▸ Activity: Your reply should repeat all records verbatim and contain no images.

▸ Records shown:
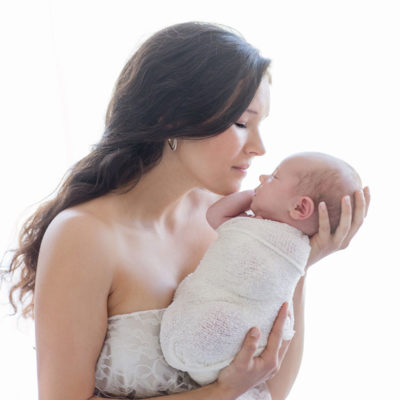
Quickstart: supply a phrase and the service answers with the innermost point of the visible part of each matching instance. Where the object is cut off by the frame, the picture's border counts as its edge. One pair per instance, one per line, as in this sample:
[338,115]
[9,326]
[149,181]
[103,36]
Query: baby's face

▸ Exercise solution:
Quickstart: supply a phrase and the service answers with the innermost point of the visible part of each matching instance. Where the object is cut off by the frame, the picture's border counts as its edge. One pair per instance, one per line, as in this sample:
[338,115]
[9,326]
[149,181]
[103,36]
Query: baby's face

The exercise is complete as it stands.